>> begin Given text
AFP reported that the authorities had slated the neighborhood surrounding Ai’s studio for redevelopment. In an interview they conducted with the artist’s assistant, Gan Rang, he mentioned that the team was still in the process of moving out artworks when construction workers began the demolition. “Around the back of the building, lay a cemetery-like collection of different parts from Ai’s various works,” he told AFP, “a ghostly outdoor perspective.”
News of the Week
- Ghanaian artist El Anatsui plans to drape the whole building of the Carnegie Museum of Art with a sculpture composed of thousands of discarded bottle caps strung together with copper wire, according to artnet news. The installation will be a signature part of the 57th Carnegie International (October 13, 2018 – March 25, 2019).
- Next week is the last chance to see Ursula von Rydingsvard: The Contour of Feeling at the Fabric Workshop and Museum in Philadelphia. The exhibition closes next Sunday, August 26.
- From August 10-16, the Brooklyn Academy of Music will be presenting a film series called “Women at Work: Radical Creativity”, featuring films by Ana Mendienta, Deniz Gamze Erguven, and Shirin Neshat, among others.
>> end Given text
>> begin Given data
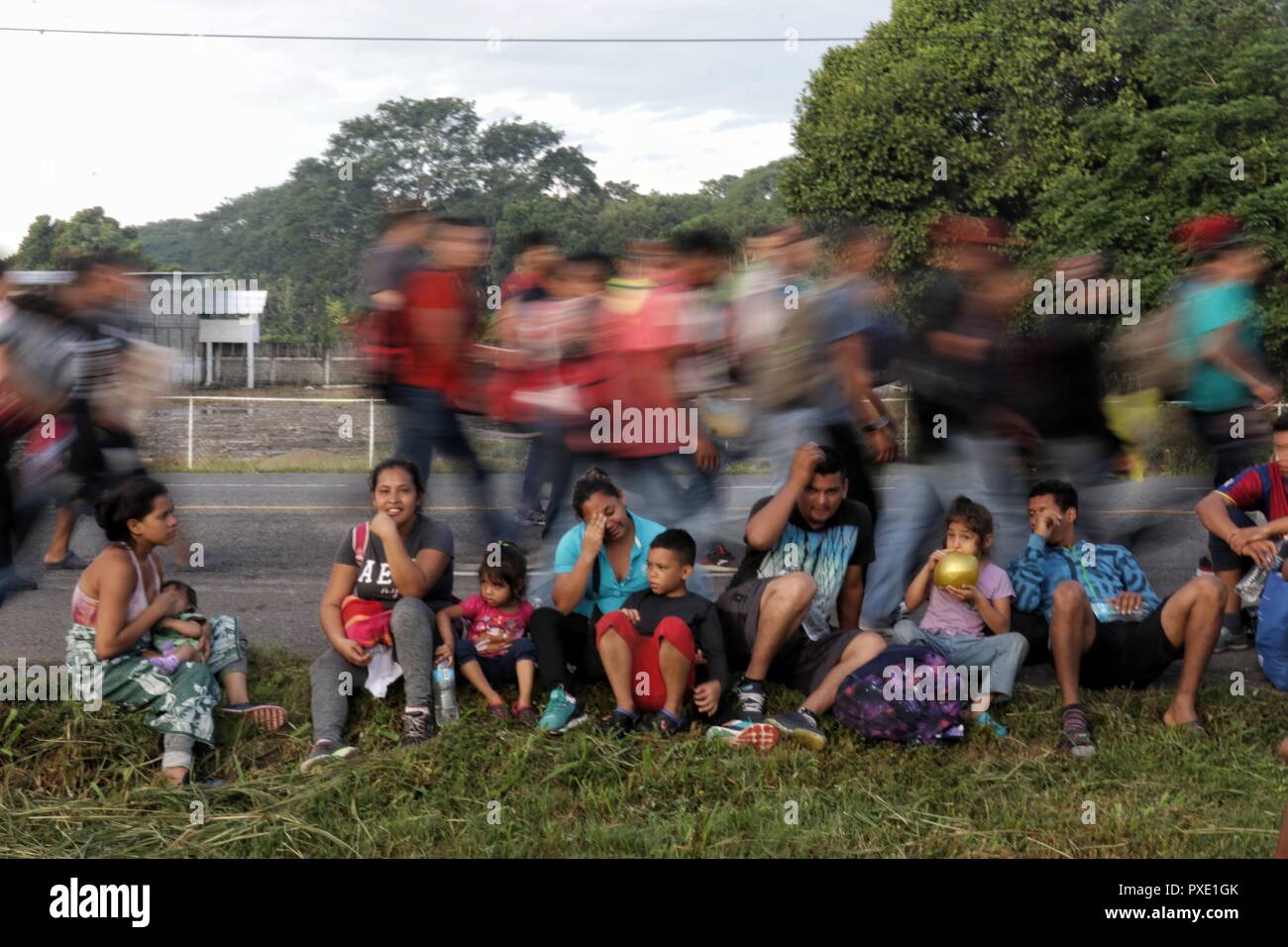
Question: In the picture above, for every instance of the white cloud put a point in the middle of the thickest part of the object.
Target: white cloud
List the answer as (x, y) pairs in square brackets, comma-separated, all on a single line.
[(158, 128)]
>> end Given data
◆ Task A ◆
From the art news roundup, list every venue named as hosting an exhibition, installation, or film series.
◆ Task B ◆
Please condense the paragraph of the art news roundup that begins "AFP reported that the authorities" into a short bulleted list that keeps its main facts.
◆ Task C ◆
Extend the art news roundup, picking up after its final sentence.
None of the data is needed here.

◆ Right answer A ◆
- Carnegie Museum of Art
- Fabric Workshop and Museum in Philadelphia
- Brooklyn Academy of Music

◆ Right answer B ◆
- According to AFP, authorities had slated the neighborhood around Ai's studio for redevelopment.
- Ai's assistant, Gan Rang, told AFP that the team was still moving artworks out when construction workers started demolition.
- He described parts of Ai's various works lying behind the building like a cemetery, "a ghostly outdoor perspective."

◆ Right answer C ◆
- A new exhibition at the Nevada Museum of Art entitled Manet to Maya Lin presents artworks by artists such as Vincent van Gogh and Mark Rothko, among others—all drawn from the museum’s permanent collection. It will be on view through September 2.
- In a relevant and timely article for Hyperallergic titled “Acknowledging the Intellectual Labor of Curators in a Museum”, Philadelphia Museum of Art curator Michelle Millar Fisher discussed the lack of recognition for lower-level curators by both museums and the press. Underlining the collaborative nature of curatorial work, she writes: “Apart from offering readers and visitors context at the micro level of their own consumption, correct attribution of authorship is also a matter of the larger historical record. Knowing who has created work (and, indeed, indicating to outside audiences who don’t know that intellectual labor in the museum is usually a team effort) is critical to an understanding of how history and culture is produced.”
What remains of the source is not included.